** start of Materials provided **
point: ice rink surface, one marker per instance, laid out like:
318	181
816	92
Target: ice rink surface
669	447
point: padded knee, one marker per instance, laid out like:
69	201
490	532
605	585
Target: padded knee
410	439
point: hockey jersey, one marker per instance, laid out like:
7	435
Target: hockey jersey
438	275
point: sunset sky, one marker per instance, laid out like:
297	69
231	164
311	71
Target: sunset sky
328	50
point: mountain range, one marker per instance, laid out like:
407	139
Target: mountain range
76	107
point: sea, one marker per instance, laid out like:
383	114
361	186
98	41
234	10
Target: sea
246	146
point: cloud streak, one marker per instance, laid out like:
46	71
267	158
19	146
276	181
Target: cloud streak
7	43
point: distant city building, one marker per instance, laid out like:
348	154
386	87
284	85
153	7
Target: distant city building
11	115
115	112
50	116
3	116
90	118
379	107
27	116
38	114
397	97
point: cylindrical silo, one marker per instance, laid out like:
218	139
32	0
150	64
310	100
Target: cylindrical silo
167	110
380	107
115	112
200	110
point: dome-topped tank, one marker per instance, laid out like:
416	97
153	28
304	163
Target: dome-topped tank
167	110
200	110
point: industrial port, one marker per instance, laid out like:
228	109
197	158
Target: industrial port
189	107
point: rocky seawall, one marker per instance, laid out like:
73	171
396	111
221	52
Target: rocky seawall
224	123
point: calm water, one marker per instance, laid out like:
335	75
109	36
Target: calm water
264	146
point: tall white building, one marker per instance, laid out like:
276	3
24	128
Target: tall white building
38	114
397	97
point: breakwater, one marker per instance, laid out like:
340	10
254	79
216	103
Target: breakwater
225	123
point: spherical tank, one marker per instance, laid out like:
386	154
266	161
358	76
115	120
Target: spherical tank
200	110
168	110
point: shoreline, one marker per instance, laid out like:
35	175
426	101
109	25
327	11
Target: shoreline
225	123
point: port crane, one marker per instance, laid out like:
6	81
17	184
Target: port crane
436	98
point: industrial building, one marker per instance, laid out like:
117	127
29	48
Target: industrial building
** end of Materials provided **
* Problem details *
Starting with the line that contains "point: rocky seawall, one" and continuing through the final line of the data, format those lines as a JSON list of strings with one string per line and no blank lines included.

* Expected output *
[
  "point: rocky seawall, one marker per instance, laid out like:",
  "73\t171",
  "396\t111",
  "221\t52",
  "Target: rocky seawall",
  "224\t123",
  "point: calm water, one marker per instance, laid out like:",
  "335\t75",
  "109\t36",
  "Target: calm water",
  "264\t146",
  "point: tall white building, one marker per instance, laid out like:",
  "276\t3",
  "24\t128",
  "Target: tall white building",
  "38\t114",
  "397\t97",
  "point: breakwater, one marker per instance, laid out like:",
  "340\t10",
  "254\t79",
  "216\t103",
  "Target: breakwater",
  "225\t123",
  "point: spherical tank, one marker per instance, laid out like:",
  "386\t154",
  "266\t161",
  "358\t76",
  "115\t120",
  "Target: spherical tank",
  "200\t110",
  "168\t110",
  "point: shoreline, one marker per instance, laid out like:",
  "35\t175",
  "426\t101",
  "109\t25",
  "327\t11",
  "Target: shoreline",
  "225\t123",
  "point: port crane, one marker per instance, laid out like:",
  "6\t81",
  "17\t184",
  "Target: port crane",
  "436\t98",
  "point: industrial building, one marker per instance, laid out like:",
  "117\t127",
  "29\t48",
  "Target: industrial building"
]